··· Study material

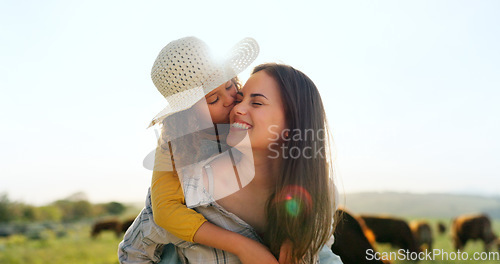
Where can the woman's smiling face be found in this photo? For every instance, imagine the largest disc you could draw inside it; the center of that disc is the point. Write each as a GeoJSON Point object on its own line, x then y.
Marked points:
{"type": "Point", "coordinates": [258, 111]}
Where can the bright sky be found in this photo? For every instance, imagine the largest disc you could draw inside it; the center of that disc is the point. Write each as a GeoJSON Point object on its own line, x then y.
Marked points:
{"type": "Point", "coordinates": [411, 88]}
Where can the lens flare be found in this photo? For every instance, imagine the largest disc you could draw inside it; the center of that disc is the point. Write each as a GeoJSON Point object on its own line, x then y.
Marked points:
{"type": "Point", "coordinates": [295, 199]}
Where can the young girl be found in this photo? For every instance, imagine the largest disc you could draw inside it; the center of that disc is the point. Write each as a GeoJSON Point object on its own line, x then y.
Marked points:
{"type": "Point", "coordinates": [200, 92]}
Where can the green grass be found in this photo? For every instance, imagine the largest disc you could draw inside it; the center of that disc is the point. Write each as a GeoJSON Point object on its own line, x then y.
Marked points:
{"type": "Point", "coordinates": [444, 242]}
{"type": "Point", "coordinates": [75, 248]}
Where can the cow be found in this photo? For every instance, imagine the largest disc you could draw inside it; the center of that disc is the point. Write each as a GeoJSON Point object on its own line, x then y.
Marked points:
{"type": "Point", "coordinates": [473, 227]}
{"type": "Point", "coordinates": [353, 240]}
{"type": "Point", "coordinates": [422, 233]}
{"type": "Point", "coordinates": [392, 230]}
{"type": "Point", "coordinates": [112, 225]}
{"type": "Point", "coordinates": [441, 228]}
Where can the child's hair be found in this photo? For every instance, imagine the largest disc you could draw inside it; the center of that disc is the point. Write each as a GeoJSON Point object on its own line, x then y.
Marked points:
{"type": "Point", "coordinates": [301, 208]}
{"type": "Point", "coordinates": [187, 147]}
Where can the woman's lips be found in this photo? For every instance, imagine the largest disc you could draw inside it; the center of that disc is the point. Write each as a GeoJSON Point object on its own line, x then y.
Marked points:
{"type": "Point", "coordinates": [241, 125]}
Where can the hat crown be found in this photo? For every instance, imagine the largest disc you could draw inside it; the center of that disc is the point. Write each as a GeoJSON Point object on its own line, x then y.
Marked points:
{"type": "Point", "coordinates": [185, 71]}
{"type": "Point", "coordinates": [185, 64]}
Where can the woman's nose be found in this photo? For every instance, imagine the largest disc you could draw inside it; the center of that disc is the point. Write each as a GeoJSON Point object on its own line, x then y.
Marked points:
{"type": "Point", "coordinates": [228, 99]}
{"type": "Point", "coordinates": [239, 109]}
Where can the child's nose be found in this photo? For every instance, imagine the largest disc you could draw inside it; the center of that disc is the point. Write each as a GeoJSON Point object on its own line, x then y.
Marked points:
{"type": "Point", "coordinates": [239, 109]}
{"type": "Point", "coordinates": [228, 99]}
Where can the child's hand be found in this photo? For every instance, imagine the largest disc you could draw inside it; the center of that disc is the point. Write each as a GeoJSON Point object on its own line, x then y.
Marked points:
{"type": "Point", "coordinates": [286, 252]}
{"type": "Point", "coordinates": [256, 253]}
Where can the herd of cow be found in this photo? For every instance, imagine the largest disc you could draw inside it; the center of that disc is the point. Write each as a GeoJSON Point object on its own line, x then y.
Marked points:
{"type": "Point", "coordinates": [357, 235]}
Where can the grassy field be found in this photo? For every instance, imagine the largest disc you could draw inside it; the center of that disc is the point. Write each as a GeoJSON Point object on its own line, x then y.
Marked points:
{"type": "Point", "coordinates": [444, 243]}
{"type": "Point", "coordinates": [75, 246]}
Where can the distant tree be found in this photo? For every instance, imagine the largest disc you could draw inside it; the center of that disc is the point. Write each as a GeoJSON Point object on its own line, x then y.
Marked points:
{"type": "Point", "coordinates": [5, 215]}
{"type": "Point", "coordinates": [115, 208]}
{"type": "Point", "coordinates": [30, 213]}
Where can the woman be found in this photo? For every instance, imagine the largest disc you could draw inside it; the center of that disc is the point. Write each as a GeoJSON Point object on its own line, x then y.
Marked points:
{"type": "Point", "coordinates": [290, 200]}
{"type": "Point", "coordinates": [291, 196]}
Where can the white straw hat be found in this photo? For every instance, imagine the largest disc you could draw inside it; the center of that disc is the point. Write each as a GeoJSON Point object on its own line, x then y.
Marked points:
{"type": "Point", "coordinates": [185, 71]}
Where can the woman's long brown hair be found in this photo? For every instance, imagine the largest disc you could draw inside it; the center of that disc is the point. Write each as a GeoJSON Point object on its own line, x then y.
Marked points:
{"type": "Point", "coordinates": [301, 208]}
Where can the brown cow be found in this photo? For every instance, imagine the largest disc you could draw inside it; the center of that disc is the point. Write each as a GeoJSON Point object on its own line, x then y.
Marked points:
{"type": "Point", "coordinates": [112, 225]}
{"type": "Point", "coordinates": [422, 233]}
{"type": "Point", "coordinates": [353, 240]}
{"type": "Point", "coordinates": [392, 230]}
{"type": "Point", "coordinates": [472, 227]}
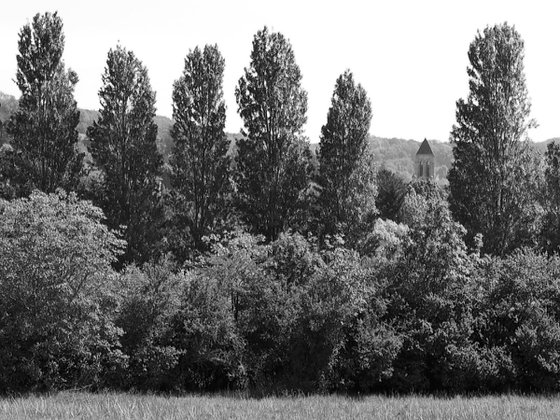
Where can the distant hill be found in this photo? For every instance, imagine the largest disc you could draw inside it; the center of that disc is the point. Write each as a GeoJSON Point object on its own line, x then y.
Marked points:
{"type": "Point", "coordinates": [398, 155]}
{"type": "Point", "coordinates": [394, 154]}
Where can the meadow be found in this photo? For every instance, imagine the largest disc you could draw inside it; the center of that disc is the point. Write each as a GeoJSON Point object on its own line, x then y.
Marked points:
{"type": "Point", "coordinates": [80, 405]}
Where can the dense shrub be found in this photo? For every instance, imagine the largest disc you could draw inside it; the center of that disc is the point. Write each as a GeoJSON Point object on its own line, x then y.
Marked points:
{"type": "Point", "coordinates": [56, 294]}
{"type": "Point", "coordinates": [150, 298]}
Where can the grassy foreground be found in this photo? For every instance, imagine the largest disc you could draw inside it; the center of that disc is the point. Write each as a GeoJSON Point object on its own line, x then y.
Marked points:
{"type": "Point", "coordinates": [127, 406]}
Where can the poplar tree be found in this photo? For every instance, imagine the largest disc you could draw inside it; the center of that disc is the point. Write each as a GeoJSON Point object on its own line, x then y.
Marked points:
{"type": "Point", "coordinates": [123, 147]}
{"type": "Point", "coordinates": [273, 158]}
{"type": "Point", "coordinates": [199, 162]}
{"type": "Point", "coordinates": [43, 129]}
{"type": "Point", "coordinates": [493, 176]}
{"type": "Point", "coordinates": [347, 175]}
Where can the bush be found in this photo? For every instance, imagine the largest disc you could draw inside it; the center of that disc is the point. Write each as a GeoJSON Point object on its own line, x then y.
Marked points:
{"type": "Point", "coordinates": [56, 294]}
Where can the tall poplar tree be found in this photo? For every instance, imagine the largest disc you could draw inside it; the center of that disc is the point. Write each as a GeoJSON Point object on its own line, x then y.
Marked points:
{"type": "Point", "coordinates": [347, 175]}
{"type": "Point", "coordinates": [123, 146]}
{"type": "Point", "coordinates": [43, 129]}
{"type": "Point", "coordinates": [493, 177]}
{"type": "Point", "coordinates": [273, 159]}
{"type": "Point", "coordinates": [200, 165]}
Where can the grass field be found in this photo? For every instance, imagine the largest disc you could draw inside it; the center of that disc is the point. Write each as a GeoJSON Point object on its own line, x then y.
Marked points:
{"type": "Point", "coordinates": [126, 406]}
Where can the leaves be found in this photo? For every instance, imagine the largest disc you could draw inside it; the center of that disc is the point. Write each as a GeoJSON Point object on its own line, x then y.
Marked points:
{"type": "Point", "coordinates": [494, 175]}
{"type": "Point", "coordinates": [123, 146]}
{"type": "Point", "coordinates": [273, 160]}
{"type": "Point", "coordinates": [200, 166]}
{"type": "Point", "coordinates": [43, 129]}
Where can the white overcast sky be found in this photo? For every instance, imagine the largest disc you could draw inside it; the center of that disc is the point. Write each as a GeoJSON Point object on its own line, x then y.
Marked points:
{"type": "Point", "coordinates": [410, 55]}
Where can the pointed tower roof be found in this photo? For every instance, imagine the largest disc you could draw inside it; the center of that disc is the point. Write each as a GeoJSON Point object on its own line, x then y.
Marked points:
{"type": "Point", "coordinates": [425, 149]}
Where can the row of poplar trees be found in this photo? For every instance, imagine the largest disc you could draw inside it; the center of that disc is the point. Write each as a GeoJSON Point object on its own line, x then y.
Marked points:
{"type": "Point", "coordinates": [267, 181]}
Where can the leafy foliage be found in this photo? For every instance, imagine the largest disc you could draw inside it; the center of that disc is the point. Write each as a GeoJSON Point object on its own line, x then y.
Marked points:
{"type": "Point", "coordinates": [273, 160]}
{"type": "Point", "coordinates": [200, 165]}
{"type": "Point", "coordinates": [43, 130]}
{"type": "Point", "coordinates": [494, 174]}
{"type": "Point", "coordinates": [123, 146]}
{"type": "Point", "coordinates": [56, 294]}
{"type": "Point", "coordinates": [346, 173]}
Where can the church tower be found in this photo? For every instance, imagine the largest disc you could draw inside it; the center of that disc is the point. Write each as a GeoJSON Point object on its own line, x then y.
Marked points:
{"type": "Point", "coordinates": [424, 163]}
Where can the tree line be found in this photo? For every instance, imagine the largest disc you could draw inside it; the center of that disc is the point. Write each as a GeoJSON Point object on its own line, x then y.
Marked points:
{"type": "Point", "coordinates": [258, 265]}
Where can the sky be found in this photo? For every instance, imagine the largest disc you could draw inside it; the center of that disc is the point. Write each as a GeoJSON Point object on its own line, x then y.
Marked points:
{"type": "Point", "coordinates": [410, 55]}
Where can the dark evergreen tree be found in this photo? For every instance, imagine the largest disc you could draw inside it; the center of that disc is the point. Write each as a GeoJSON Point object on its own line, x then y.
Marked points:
{"type": "Point", "coordinates": [346, 171]}
{"type": "Point", "coordinates": [273, 159]}
{"type": "Point", "coordinates": [200, 165]}
{"type": "Point", "coordinates": [123, 146]}
{"type": "Point", "coordinates": [43, 129]}
{"type": "Point", "coordinates": [492, 179]}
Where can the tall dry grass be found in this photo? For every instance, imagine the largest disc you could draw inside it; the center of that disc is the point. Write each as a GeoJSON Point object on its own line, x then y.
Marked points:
{"type": "Point", "coordinates": [131, 406]}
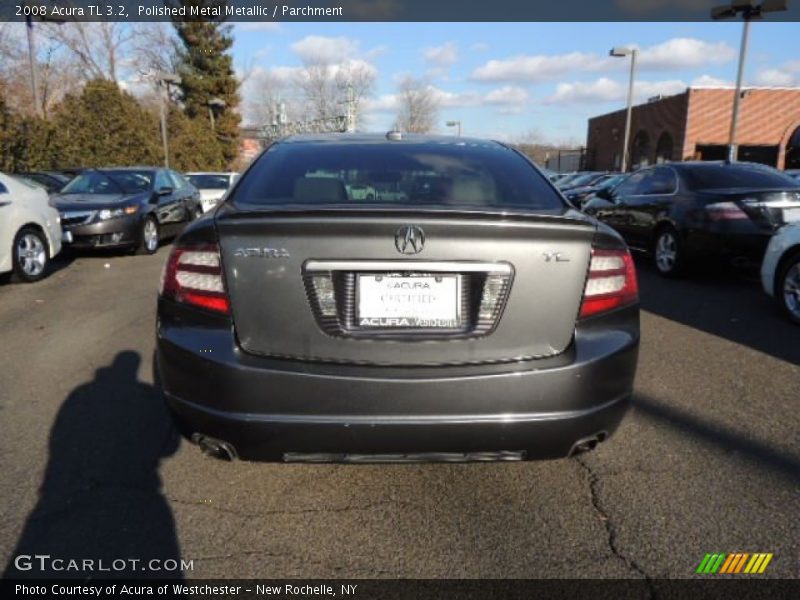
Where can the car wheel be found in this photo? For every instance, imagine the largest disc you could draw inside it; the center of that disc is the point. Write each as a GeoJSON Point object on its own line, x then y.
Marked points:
{"type": "Point", "coordinates": [667, 252]}
{"type": "Point", "coordinates": [788, 289]}
{"type": "Point", "coordinates": [148, 244]}
{"type": "Point", "coordinates": [30, 255]}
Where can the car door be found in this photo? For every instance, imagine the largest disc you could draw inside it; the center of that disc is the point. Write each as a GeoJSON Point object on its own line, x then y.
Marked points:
{"type": "Point", "coordinates": [652, 199]}
{"type": "Point", "coordinates": [188, 196]}
{"type": "Point", "coordinates": [617, 214]}
{"type": "Point", "coordinates": [171, 213]}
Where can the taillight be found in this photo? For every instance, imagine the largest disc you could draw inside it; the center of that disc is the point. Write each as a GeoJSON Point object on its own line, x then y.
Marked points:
{"type": "Point", "coordinates": [725, 211]}
{"type": "Point", "coordinates": [611, 282]}
{"type": "Point", "coordinates": [193, 275]}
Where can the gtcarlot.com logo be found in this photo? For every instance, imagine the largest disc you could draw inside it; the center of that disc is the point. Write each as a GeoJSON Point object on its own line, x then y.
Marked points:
{"type": "Point", "coordinates": [46, 562]}
{"type": "Point", "coordinates": [734, 563]}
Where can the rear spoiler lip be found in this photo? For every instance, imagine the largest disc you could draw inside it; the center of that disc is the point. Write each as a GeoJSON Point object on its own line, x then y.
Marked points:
{"type": "Point", "coordinates": [567, 215]}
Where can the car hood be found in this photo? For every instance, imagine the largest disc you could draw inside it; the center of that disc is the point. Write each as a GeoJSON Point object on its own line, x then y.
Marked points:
{"type": "Point", "coordinates": [94, 201]}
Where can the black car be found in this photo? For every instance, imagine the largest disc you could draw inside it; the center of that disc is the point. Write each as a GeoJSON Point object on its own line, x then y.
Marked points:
{"type": "Point", "coordinates": [126, 207]}
{"type": "Point", "coordinates": [691, 210]}
{"type": "Point", "coordinates": [579, 195]}
{"type": "Point", "coordinates": [470, 315]}
{"type": "Point", "coordinates": [52, 181]}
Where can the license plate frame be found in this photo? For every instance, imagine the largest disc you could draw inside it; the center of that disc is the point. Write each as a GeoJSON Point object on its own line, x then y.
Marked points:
{"type": "Point", "coordinates": [442, 290]}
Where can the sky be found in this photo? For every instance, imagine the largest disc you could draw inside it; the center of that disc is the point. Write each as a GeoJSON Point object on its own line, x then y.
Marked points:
{"type": "Point", "coordinates": [515, 80]}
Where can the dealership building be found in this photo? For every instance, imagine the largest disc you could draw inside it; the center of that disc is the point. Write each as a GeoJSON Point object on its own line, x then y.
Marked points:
{"type": "Point", "coordinates": [695, 125]}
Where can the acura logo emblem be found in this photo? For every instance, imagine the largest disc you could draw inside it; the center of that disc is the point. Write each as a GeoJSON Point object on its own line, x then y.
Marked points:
{"type": "Point", "coordinates": [409, 239]}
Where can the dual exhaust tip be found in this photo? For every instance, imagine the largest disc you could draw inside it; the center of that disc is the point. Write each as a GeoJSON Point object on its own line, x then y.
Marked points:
{"type": "Point", "coordinates": [225, 451]}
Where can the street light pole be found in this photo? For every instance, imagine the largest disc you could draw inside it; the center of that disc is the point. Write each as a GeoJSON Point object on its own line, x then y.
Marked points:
{"type": "Point", "coordinates": [732, 153]}
{"type": "Point", "coordinates": [164, 79]}
{"type": "Point", "coordinates": [749, 11]}
{"type": "Point", "coordinates": [32, 64]}
{"type": "Point", "coordinates": [632, 52]}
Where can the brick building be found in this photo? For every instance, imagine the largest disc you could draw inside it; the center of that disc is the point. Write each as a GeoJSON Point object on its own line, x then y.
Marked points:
{"type": "Point", "coordinates": [695, 125]}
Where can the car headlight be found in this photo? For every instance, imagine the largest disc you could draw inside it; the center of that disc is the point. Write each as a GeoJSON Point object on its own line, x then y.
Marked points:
{"type": "Point", "coordinates": [113, 213]}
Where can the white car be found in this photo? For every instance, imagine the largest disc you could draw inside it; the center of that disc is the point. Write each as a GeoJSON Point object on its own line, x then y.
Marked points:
{"type": "Point", "coordinates": [30, 229]}
{"type": "Point", "coordinates": [212, 186]}
{"type": "Point", "coordinates": [780, 271]}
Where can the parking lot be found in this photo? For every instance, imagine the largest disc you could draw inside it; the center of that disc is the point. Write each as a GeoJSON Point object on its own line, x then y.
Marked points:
{"type": "Point", "coordinates": [708, 460]}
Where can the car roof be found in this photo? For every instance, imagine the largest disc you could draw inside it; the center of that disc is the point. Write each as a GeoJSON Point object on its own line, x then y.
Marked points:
{"type": "Point", "coordinates": [378, 138]}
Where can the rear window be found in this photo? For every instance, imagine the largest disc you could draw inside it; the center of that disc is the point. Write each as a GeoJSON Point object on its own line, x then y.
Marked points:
{"type": "Point", "coordinates": [708, 177]}
{"type": "Point", "coordinates": [210, 182]}
{"type": "Point", "coordinates": [471, 175]}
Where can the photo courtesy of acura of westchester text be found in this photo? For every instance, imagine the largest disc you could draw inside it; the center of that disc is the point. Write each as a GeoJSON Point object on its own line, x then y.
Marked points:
{"type": "Point", "coordinates": [369, 297]}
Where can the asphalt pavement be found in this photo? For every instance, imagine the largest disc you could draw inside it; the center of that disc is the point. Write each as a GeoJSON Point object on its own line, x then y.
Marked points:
{"type": "Point", "coordinates": [708, 459]}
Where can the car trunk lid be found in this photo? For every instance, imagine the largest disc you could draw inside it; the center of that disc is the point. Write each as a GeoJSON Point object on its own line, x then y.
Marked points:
{"type": "Point", "coordinates": [347, 286]}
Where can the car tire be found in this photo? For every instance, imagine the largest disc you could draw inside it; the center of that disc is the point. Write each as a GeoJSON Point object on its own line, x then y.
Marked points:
{"type": "Point", "coordinates": [787, 288]}
{"type": "Point", "coordinates": [30, 255]}
{"type": "Point", "coordinates": [148, 237]}
{"type": "Point", "coordinates": [668, 252]}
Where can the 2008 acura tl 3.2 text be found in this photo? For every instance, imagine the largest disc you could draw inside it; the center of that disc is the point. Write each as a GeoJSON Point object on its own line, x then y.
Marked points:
{"type": "Point", "coordinates": [460, 310]}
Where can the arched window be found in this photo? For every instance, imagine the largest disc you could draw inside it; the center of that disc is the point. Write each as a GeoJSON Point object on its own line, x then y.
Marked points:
{"type": "Point", "coordinates": [793, 150]}
{"type": "Point", "coordinates": [640, 154]}
{"type": "Point", "coordinates": [664, 148]}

······

■ Instructions to follow ■
Where a line above contains the word "tower", copy that line.

■ Response to the exercise ■
Where can the pointed tower roof be found in this photo? For every instance, imagine the largest disc you could draw inside it; the center of that disc is the point. Write each as a GeoJSON Point object on its own line, x then y.
Where can the church tower be found in this photo? For every instance, imagine the largest disc you could draw inside it; the center of that disc is the point. Write each as a GeoJSON Point object on its own line, x then y.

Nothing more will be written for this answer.